What is required: Convert the material below into a JSON list of strings, covering only the lines from the one containing "Would you point out the green sticker" up to and including the one containing "(1110, 655)". Give each line its own string, and leave out any blank lines.
-- BEGIN Extracted entries --
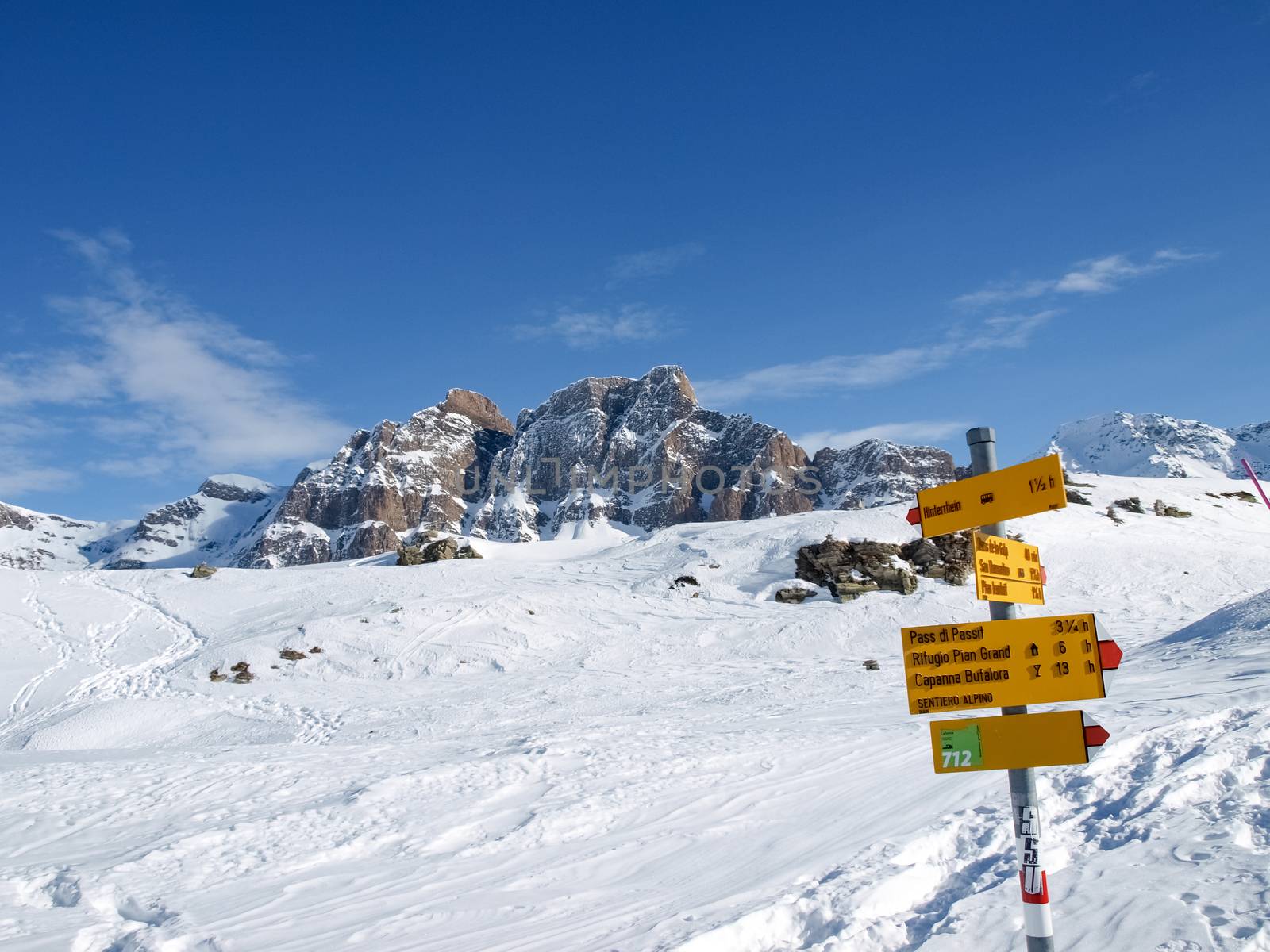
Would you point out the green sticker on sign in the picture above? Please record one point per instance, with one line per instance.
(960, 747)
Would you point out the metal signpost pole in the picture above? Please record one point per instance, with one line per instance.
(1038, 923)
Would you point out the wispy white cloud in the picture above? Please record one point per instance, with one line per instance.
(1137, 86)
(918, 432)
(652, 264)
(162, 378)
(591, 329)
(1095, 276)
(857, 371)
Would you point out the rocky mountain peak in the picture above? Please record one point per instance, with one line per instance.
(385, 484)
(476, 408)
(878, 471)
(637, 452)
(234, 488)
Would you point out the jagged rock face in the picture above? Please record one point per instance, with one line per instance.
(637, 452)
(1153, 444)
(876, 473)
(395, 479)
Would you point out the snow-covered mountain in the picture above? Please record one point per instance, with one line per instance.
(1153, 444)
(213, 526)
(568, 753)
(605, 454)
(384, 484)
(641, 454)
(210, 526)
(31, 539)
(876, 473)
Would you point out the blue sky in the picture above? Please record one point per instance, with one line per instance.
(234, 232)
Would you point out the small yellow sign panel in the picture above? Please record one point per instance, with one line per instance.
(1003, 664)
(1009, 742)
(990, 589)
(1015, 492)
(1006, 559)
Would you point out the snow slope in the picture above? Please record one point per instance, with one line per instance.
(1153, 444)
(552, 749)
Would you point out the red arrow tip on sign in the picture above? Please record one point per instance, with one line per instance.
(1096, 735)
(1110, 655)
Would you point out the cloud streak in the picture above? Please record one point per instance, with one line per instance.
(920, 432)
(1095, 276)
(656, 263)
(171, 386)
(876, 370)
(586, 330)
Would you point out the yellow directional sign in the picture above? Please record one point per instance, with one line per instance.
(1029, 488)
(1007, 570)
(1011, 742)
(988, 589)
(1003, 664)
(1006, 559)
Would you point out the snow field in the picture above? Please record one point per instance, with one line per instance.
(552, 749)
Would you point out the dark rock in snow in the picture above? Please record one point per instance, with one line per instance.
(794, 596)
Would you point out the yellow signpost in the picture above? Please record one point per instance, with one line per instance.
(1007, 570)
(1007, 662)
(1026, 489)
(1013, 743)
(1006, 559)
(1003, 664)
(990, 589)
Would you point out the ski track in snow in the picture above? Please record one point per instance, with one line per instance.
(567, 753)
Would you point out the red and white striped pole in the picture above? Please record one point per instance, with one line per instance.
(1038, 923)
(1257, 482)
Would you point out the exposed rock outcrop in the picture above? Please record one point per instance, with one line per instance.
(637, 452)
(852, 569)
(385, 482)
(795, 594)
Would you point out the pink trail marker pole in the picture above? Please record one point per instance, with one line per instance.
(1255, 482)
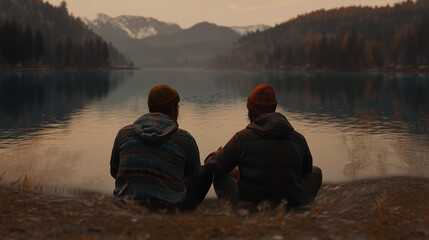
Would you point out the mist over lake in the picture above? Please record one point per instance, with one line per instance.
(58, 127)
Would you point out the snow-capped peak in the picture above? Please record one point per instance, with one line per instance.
-- END Extracted entries --
-- BEGIN Extracted entries --
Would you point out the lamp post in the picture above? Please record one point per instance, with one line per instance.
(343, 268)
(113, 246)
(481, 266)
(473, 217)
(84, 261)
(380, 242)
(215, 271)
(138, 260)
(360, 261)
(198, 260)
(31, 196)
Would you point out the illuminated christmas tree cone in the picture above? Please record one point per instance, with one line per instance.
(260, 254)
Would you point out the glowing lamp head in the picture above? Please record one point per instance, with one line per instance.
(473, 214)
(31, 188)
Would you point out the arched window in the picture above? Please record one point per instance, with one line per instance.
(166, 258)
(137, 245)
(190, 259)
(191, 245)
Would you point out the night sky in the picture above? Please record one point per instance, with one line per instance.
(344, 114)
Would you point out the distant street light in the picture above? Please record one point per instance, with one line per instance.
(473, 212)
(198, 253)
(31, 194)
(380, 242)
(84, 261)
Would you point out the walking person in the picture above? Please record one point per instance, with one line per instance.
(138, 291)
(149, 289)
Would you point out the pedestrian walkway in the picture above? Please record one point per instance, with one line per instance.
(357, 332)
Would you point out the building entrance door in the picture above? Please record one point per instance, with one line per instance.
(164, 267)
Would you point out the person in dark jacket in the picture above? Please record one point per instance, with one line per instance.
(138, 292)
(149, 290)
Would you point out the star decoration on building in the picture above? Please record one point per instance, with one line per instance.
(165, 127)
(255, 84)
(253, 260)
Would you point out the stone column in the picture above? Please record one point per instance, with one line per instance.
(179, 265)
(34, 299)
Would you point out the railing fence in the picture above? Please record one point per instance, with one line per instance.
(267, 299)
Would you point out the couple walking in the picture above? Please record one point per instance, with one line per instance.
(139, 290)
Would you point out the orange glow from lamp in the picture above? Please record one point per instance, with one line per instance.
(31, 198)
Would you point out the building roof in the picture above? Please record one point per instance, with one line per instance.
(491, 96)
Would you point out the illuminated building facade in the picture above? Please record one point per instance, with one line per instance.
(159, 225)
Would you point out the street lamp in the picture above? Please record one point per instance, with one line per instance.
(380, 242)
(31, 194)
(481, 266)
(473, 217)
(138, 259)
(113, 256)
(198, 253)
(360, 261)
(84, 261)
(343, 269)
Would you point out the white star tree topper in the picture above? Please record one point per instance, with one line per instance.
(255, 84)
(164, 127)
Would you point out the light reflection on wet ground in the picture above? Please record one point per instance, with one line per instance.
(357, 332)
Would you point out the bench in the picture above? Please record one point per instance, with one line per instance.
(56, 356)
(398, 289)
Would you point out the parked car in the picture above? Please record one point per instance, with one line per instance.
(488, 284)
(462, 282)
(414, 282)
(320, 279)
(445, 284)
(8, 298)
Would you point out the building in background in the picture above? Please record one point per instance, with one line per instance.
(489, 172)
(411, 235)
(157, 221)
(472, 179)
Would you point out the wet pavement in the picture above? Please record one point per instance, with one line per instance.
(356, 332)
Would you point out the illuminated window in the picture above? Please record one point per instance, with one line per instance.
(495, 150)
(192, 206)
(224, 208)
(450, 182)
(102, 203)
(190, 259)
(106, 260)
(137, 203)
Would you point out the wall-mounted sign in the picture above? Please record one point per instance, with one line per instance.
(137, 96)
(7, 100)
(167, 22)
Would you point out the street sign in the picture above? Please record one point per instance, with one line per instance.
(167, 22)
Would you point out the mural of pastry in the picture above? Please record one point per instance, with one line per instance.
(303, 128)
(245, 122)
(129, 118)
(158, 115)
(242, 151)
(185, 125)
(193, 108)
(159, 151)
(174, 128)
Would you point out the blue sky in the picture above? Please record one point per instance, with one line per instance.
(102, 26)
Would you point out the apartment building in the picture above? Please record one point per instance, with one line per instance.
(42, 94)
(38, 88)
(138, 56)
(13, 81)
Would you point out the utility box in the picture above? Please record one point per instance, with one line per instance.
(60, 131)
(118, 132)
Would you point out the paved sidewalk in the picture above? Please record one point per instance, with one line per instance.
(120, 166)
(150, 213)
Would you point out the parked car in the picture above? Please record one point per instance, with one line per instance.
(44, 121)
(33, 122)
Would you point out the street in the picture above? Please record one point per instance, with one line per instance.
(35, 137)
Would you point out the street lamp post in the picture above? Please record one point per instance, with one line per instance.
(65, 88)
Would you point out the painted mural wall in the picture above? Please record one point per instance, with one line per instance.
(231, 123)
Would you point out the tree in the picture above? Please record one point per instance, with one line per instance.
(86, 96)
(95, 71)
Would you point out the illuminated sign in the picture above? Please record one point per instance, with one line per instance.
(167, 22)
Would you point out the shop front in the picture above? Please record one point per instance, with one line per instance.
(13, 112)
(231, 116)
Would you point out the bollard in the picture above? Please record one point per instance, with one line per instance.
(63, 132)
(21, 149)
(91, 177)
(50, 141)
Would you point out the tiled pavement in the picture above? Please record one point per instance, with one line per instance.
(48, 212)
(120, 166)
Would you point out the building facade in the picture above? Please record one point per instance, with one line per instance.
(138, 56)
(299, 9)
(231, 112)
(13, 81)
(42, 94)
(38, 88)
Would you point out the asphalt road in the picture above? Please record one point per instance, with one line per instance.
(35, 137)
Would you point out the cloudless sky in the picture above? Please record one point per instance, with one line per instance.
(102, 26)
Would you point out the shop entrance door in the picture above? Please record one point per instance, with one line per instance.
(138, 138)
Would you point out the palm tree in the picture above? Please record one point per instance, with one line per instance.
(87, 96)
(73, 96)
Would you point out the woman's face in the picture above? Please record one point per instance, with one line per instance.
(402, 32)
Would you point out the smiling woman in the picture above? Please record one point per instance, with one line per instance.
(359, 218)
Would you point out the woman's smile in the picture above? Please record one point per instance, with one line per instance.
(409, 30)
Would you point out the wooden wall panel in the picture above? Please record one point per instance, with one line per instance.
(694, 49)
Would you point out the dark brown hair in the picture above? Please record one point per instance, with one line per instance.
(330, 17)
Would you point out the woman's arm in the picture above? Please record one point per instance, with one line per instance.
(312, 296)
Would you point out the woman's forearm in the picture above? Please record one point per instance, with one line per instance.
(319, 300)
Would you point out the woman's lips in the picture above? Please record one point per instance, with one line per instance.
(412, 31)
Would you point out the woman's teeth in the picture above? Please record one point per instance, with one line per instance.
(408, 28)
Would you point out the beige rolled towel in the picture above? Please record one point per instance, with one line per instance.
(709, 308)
-- END Extracted entries --
-- BEGIN Extracted entries --
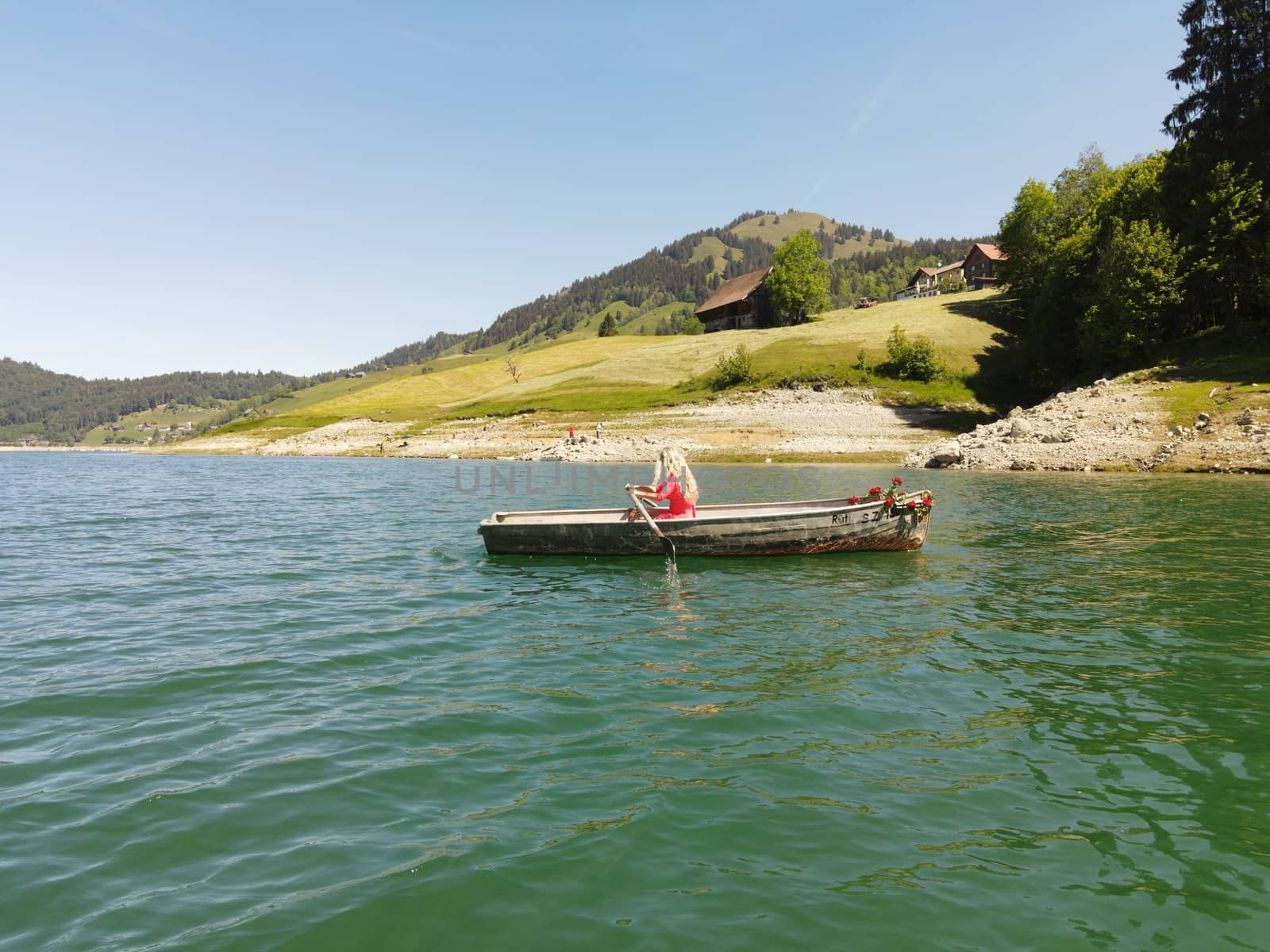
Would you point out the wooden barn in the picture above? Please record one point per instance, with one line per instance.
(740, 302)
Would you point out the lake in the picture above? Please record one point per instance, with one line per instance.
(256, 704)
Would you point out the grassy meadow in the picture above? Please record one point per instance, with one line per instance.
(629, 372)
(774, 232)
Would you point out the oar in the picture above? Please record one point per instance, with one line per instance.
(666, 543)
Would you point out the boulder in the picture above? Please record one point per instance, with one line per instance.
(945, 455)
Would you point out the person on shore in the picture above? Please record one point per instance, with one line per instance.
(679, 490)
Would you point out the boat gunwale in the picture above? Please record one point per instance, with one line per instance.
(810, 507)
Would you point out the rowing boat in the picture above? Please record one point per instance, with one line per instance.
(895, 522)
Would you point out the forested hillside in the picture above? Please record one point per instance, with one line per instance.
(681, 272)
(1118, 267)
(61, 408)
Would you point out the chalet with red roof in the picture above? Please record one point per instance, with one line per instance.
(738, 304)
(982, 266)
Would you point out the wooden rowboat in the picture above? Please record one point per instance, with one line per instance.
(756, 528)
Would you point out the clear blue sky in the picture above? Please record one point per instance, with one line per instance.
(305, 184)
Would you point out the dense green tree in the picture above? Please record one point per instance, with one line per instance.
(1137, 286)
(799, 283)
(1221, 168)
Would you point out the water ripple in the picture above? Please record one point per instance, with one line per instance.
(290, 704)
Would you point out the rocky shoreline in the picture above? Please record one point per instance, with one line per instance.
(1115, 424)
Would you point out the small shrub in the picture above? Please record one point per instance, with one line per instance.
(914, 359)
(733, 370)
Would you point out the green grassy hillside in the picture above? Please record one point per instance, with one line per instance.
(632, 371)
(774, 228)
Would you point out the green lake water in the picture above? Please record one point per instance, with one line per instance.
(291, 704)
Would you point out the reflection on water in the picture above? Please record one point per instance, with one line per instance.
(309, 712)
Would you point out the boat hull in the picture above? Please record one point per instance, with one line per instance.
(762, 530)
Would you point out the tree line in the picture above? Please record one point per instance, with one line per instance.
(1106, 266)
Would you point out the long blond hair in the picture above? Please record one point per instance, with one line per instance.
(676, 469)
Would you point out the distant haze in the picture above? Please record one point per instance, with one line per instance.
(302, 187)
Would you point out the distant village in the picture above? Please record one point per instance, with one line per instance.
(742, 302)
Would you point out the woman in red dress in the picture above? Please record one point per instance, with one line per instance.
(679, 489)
-- END Extracted entries --
Exercise result:
[
  "Would you point out the green sticker on sign in the picture above? Please record one point per instance, with one line per instance.",
  "(960, 747)",
  "Would you point out the metal signpost pole in the picture above? Please record one point per instance, with one line per instance.",
  "(1038, 923)",
  "Would you point out the wispy white cloud in the picture above? Please record one point per instance, with one line per instance.",
  "(1137, 86)",
  "(918, 432)",
  "(652, 264)",
  "(162, 378)",
  "(591, 329)",
  "(1095, 276)",
  "(857, 371)",
  "Would you point out the rocky mountain peak in the picture above? Please record one point per instance, with one line per instance.",
  "(385, 484)",
  "(476, 408)",
  "(878, 471)",
  "(637, 452)",
  "(234, 488)",
  "Would you point out the jagged rock face in the picture above? Please record one point per instance, with one line per instance.",
  "(637, 452)",
  "(1153, 444)",
  "(876, 473)",
  "(395, 479)",
  "Would you point out the snow-covered mountain in the picture above? Please record one point per instance, with one line per instance.",
  "(1153, 444)",
  "(213, 526)",
  "(568, 753)",
  "(605, 454)",
  "(384, 484)",
  "(641, 454)",
  "(210, 526)",
  "(31, 539)",
  "(876, 473)",
  "Would you point out the blue sky in the picture above? Please record one point per instance, with one line per instance.",
  "(234, 232)",
  "Would you point out the small yellow sign panel in the picture above? Please record one point per instance, with one line per instance.",
  "(1003, 664)",
  "(1009, 742)",
  "(990, 589)",
  "(1015, 492)",
  "(1006, 559)",
  "Would you point out the snow slope in the picture above? Please record one point per instance, with one line per instance.",
  "(1153, 444)",
  "(552, 749)",
  "Would you point out the red arrow tip on sign in the picture above? Please record one point per instance, with one line per instance.",
  "(1096, 735)",
  "(1110, 655)"
]